Brief
Could you gather every line in the items below that contains the word "query", copying each one?

Given entries
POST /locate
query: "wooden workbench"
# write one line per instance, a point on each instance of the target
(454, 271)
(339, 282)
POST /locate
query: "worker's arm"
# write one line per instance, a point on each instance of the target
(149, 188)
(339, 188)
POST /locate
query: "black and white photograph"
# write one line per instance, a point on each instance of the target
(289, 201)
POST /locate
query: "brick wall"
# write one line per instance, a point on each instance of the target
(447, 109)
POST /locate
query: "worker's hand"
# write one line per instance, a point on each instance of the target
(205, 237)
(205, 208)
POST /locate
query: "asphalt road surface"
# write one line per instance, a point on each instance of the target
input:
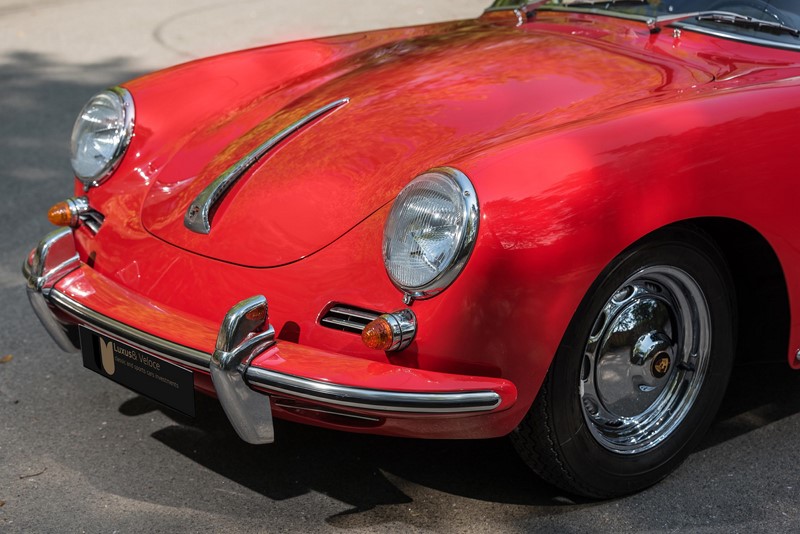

Task solution
query: "wooden workbench"
query: "worker's arm"
query: "black and white photograph"
query: "brick wall"
query: "worker's hand"
query: "asphalt road surface"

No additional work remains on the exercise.